> [Dataset items]:
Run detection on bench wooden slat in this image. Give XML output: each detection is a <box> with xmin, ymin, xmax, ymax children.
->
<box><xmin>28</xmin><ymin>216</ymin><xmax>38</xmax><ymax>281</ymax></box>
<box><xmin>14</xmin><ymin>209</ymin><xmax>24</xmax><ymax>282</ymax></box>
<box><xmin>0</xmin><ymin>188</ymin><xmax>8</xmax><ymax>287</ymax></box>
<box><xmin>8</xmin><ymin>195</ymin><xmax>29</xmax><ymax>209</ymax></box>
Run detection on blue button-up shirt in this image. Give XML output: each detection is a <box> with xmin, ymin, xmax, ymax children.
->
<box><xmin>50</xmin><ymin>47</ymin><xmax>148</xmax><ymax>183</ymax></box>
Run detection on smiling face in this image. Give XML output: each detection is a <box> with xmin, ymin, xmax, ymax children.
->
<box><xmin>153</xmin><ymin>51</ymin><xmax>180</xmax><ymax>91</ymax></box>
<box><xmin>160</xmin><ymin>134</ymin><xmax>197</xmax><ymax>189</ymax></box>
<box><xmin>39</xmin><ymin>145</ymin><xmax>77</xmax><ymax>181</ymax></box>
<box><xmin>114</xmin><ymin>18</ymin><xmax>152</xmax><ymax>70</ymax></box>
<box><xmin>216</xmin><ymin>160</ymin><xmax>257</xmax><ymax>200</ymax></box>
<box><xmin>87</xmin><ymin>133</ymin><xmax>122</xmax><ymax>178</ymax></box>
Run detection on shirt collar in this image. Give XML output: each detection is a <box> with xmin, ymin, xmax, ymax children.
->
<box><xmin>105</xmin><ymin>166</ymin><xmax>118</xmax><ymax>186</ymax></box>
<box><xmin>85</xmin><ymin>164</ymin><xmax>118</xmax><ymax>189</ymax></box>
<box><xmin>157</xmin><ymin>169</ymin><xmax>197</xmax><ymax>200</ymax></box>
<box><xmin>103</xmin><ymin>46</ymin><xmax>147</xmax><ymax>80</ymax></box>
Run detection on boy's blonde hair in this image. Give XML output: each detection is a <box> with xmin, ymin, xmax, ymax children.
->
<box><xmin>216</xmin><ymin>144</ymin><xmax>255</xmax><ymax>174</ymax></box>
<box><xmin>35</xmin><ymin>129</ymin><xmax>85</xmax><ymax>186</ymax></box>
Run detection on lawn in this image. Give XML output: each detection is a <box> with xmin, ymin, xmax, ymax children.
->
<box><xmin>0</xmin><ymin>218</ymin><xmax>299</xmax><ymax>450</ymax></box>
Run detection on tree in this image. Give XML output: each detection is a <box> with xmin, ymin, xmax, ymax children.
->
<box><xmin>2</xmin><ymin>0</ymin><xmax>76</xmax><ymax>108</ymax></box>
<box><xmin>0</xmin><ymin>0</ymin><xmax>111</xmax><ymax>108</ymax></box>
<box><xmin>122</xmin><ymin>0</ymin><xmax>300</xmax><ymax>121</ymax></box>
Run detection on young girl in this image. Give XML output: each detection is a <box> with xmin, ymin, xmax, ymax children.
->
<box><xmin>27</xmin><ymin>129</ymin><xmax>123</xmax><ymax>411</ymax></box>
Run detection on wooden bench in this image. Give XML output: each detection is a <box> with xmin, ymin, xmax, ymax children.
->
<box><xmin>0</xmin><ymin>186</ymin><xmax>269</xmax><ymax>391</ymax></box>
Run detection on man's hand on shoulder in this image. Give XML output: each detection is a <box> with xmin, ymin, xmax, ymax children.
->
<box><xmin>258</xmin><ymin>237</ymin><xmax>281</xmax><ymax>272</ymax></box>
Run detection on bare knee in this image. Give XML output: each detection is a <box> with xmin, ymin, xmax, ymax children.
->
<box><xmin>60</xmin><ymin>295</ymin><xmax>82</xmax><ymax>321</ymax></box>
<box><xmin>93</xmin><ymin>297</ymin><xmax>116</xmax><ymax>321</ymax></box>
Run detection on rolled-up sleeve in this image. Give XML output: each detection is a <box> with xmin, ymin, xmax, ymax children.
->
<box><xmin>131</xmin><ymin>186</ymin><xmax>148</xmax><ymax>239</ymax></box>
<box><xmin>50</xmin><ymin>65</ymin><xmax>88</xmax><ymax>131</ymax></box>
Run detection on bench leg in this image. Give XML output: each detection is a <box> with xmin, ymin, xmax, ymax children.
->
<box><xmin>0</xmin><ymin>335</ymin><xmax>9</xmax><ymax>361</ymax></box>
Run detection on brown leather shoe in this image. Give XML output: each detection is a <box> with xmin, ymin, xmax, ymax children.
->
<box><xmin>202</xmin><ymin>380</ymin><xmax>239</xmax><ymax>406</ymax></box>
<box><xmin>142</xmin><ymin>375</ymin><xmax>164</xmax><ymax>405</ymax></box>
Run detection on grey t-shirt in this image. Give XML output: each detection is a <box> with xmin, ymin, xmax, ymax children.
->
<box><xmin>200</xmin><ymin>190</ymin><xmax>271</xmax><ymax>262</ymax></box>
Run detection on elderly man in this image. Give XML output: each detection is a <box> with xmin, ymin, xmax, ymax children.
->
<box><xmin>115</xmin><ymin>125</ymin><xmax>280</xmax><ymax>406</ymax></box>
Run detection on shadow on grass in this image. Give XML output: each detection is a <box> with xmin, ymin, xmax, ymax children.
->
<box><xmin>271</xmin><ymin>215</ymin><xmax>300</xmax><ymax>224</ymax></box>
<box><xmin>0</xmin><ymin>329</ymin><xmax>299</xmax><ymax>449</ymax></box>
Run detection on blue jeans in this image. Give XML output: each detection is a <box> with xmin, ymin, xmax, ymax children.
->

> [PROMPT]: Print each entry above again, exactly as it was given.

> [EXERCISE SOLUTION]:
Run detection on bench wooden slat in this image. Give XML output: each detection is a <box> with xmin, ymin, xmax, ymax children.
->
<box><xmin>28</xmin><ymin>216</ymin><xmax>38</xmax><ymax>281</ymax></box>
<box><xmin>14</xmin><ymin>209</ymin><xmax>24</xmax><ymax>282</ymax></box>
<box><xmin>0</xmin><ymin>188</ymin><xmax>8</xmax><ymax>287</ymax></box>
<box><xmin>8</xmin><ymin>195</ymin><xmax>29</xmax><ymax>209</ymax></box>
Run detection on blue button-up shirt in this image. Give XML output: each detection is a <box> with xmin, ymin, xmax, ymax children.
->
<box><xmin>50</xmin><ymin>47</ymin><xmax>148</xmax><ymax>183</ymax></box>
Run detection on smiling face in this image. Give XML output: each detection is a <box> with xmin, ymin, xmax, ymax children.
->
<box><xmin>153</xmin><ymin>51</ymin><xmax>180</xmax><ymax>91</ymax></box>
<box><xmin>160</xmin><ymin>134</ymin><xmax>197</xmax><ymax>189</ymax></box>
<box><xmin>39</xmin><ymin>145</ymin><xmax>77</xmax><ymax>181</ymax></box>
<box><xmin>114</xmin><ymin>18</ymin><xmax>152</xmax><ymax>70</ymax></box>
<box><xmin>216</xmin><ymin>160</ymin><xmax>257</xmax><ymax>200</ymax></box>
<box><xmin>87</xmin><ymin>133</ymin><xmax>122</xmax><ymax>178</ymax></box>
Run detection on shirt collar in this image. Give XML output: each detection is a <box> with xmin, ymin, xmax, ymax children.
->
<box><xmin>105</xmin><ymin>166</ymin><xmax>118</xmax><ymax>186</ymax></box>
<box><xmin>85</xmin><ymin>164</ymin><xmax>118</xmax><ymax>189</ymax></box>
<box><xmin>157</xmin><ymin>169</ymin><xmax>197</xmax><ymax>200</ymax></box>
<box><xmin>103</xmin><ymin>46</ymin><xmax>147</xmax><ymax>80</ymax></box>
Run detection on boy's blonde hair in this image. Give XML output: each detection is a <box> with xmin, ymin, xmax, ymax children.
->
<box><xmin>216</xmin><ymin>144</ymin><xmax>255</xmax><ymax>174</ymax></box>
<box><xmin>35</xmin><ymin>129</ymin><xmax>85</xmax><ymax>186</ymax></box>
Run detection on lawn in this image. Give XML output: each detection is a <box> with xmin, ymin, xmax, ymax children.
->
<box><xmin>0</xmin><ymin>218</ymin><xmax>299</xmax><ymax>450</ymax></box>
Run detection on tree in this image. Give XML output: each detection is a <box> with xmin, ymin, xmax, ymax children.
->
<box><xmin>2</xmin><ymin>0</ymin><xmax>76</xmax><ymax>108</ymax></box>
<box><xmin>0</xmin><ymin>0</ymin><xmax>111</xmax><ymax>108</ymax></box>
<box><xmin>122</xmin><ymin>0</ymin><xmax>300</xmax><ymax>121</ymax></box>
Run detection on young girl in this image. Give XML output: each detection is a <box> with xmin, ymin, xmax, ymax children.
->
<box><xmin>27</xmin><ymin>129</ymin><xmax>123</xmax><ymax>411</ymax></box>
Run detection on wooden bench in this image. Give XML output: each detection is a <box> with xmin, ymin, xmax, ymax children.
->
<box><xmin>0</xmin><ymin>186</ymin><xmax>269</xmax><ymax>391</ymax></box>
Run detection on man's hand on shoulder in this image. Give XML output: each detection is a <box> with xmin, ymin, xmax, ymax children.
->
<box><xmin>258</xmin><ymin>237</ymin><xmax>281</xmax><ymax>272</ymax></box>
Run detection on bare knee in this image. Give XML output: each detection is a <box> with xmin, ymin, xmax, ymax children.
->
<box><xmin>60</xmin><ymin>295</ymin><xmax>82</xmax><ymax>321</ymax></box>
<box><xmin>93</xmin><ymin>297</ymin><xmax>116</xmax><ymax>321</ymax></box>
Run detection on rolled-up sleeve in this image. Give XML output: each detection is a <box> with xmin, ymin, xmax, ymax children.
->
<box><xmin>131</xmin><ymin>186</ymin><xmax>148</xmax><ymax>239</ymax></box>
<box><xmin>50</xmin><ymin>65</ymin><xmax>88</xmax><ymax>131</ymax></box>
Run detection on bench leg in this image. Give XML output: each detection is a <box> with xmin, ymin, xmax, ymax children.
->
<box><xmin>0</xmin><ymin>335</ymin><xmax>9</xmax><ymax>361</ymax></box>
Run detection on brown leather shoe in this image. Give XML output: each detection is a <box> with xmin, ymin, xmax, ymax children.
->
<box><xmin>202</xmin><ymin>380</ymin><xmax>239</xmax><ymax>406</ymax></box>
<box><xmin>142</xmin><ymin>375</ymin><xmax>164</xmax><ymax>405</ymax></box>
Run detection on grey t-shirt in this image. Give XML output: each detection is a <box> with xmin, ymin, xmax, ymax children.
->
<box><xmin>200</xmin><ymin>190</ymin><xmax>271</xmax><ymax>262</ymax></box>
Run detection on elderly man in this image. Give XML output: each detection is a <box> with xmin, ymin, xmax, ymax children.
->
<box><xmin>115</xmin><ymin>125</ymin><xmax>280</xmax><ymax>406</ymax></box>
Run detection on shadow on grass in this image. Give XML output: each detection is a <box> with xmin, ymin, xmax, ymax children.
->
<box><xmin>271</xmin><ymin>215</ymin><xmax>300</xmax><ymax>224</ymax></box>
<box><xmin>0</xmin><ymin>329</ymin><xmax>299</xmax><ymax>449</ymax></box>
Run detection on blue jeans in this image. Give XML output: each detection is a <box> with xmin, ymin, xmax, ymax children.
->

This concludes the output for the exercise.